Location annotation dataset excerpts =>
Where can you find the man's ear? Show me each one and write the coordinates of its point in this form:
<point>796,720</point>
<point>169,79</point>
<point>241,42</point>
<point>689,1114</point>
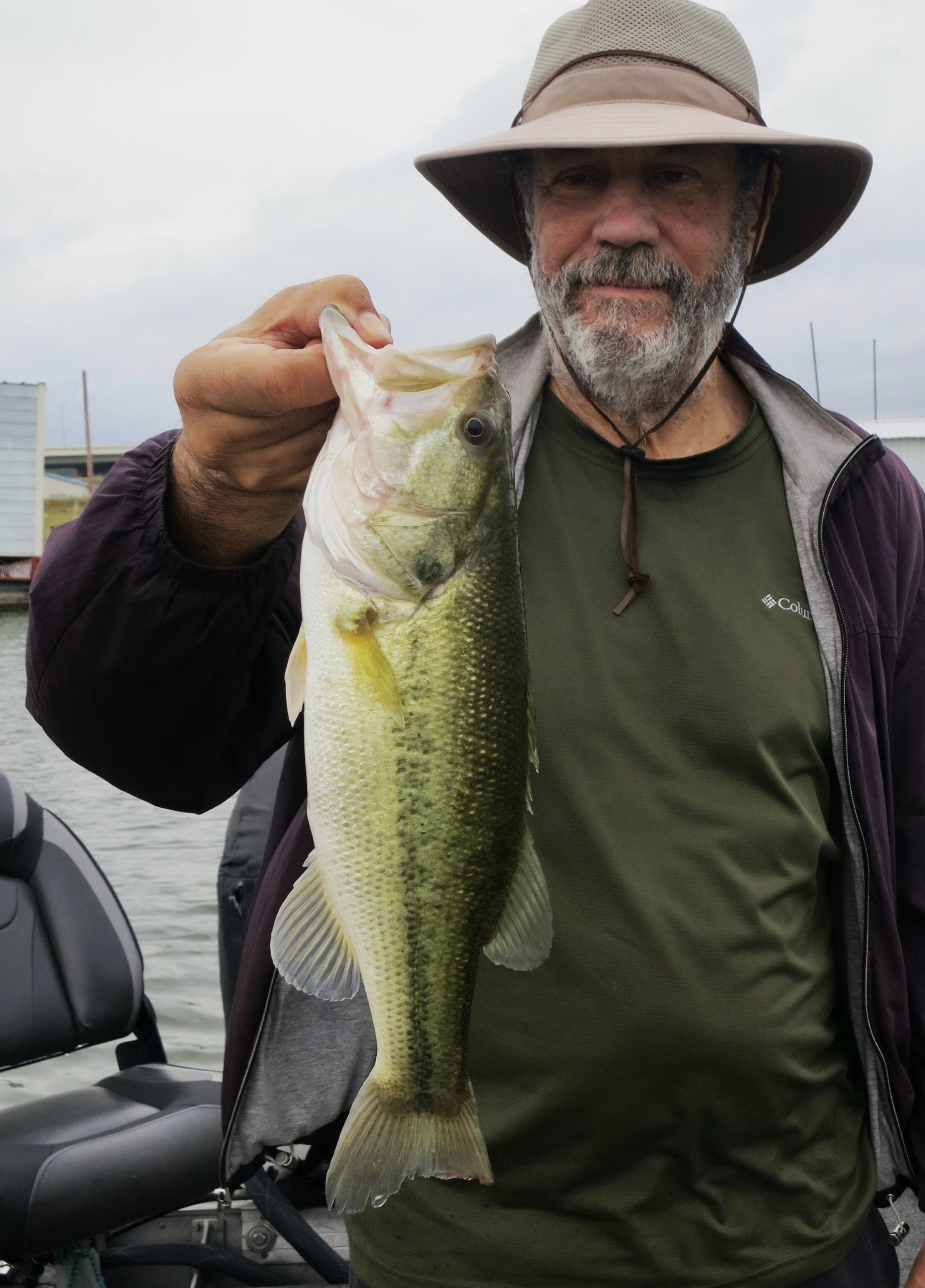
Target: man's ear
<point>775,178</point>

Goal =>
Quote all the records verbatim, dropping any pictures from your copy.

Finished exercise =>
Where can you find the man's ear? Show me each one and write the coordinates of its point in this form:
<point>796,720</point>
<point>169,79</point>
<point>241,42</point>
<point>689,1114</point>
Target: man's ear
<point>775,178</point>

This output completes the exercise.